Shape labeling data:

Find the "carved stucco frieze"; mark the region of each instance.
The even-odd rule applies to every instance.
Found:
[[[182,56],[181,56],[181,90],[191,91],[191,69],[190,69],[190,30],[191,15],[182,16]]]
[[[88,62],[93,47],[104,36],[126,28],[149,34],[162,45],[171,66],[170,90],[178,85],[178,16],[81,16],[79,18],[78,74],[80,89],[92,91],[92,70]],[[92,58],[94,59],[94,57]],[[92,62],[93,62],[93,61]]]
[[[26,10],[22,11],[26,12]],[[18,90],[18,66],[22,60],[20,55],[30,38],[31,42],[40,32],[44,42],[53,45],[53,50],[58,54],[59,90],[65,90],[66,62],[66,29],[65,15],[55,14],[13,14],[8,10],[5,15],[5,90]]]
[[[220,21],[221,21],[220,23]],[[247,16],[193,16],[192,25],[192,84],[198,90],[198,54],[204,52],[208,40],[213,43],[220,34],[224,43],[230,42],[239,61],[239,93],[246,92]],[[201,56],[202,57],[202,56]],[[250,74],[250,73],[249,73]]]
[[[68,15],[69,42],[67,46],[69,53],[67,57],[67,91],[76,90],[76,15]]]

→ WHAT TO DO
Convert these lines into a JSON list of strings, with one string per line and blank lines omitted. Include all of the data.

→ SOLUTION TO THIS EXERCISE
[
  "Find the \"carved stucco frieze\"; mark the region of each instance.",
  "The even-odd rule applies to every instance.",
  "Found:",
  "[[[182,56],[181,56],[181,90],[191,91],[191,69],[190,69],[190,30],[191,15],[182,16]]]",
  "[[[88,62],[93,47],[104,36],[126,28],[149,34],[162,45],[171,66],[170,90],[178,85],[178,16],[81,16],[79,18],[78,74],[80,89],[92,91],[92,70]],[[92,58],[94,59],[94,57]],[[92,62],[93,62],[93,61]]]",
  "[[[26,10],[22,11],[26,12]],[[18,90],[18,66],[22,60],[20,55],[30,38],[31,42],[40,32],[44,42],[53,45],[53,50],[58,54],[59,90],[65,90],[66,62],[66,29],[65,15],[55,14],[13,14],[8,10],[5,15],[5,90]]]",
  "[[[220,21],[221,21],[220,23]],[[247,16],[193,16],[192,25],[192,84],[198,90],[198,54],[204,52],[208,40],[213,43],[220,34],[224,43],[230,42],[239,61],[239,93],[246,92]],[[201,56],[202,57],[202,56]],[[250,74],[250,73],[249,73]]]",
  "[[[68,15],[69,42],[67,46],[69,53],[67,57],[67,91],[76,90],[76,15]]]"
]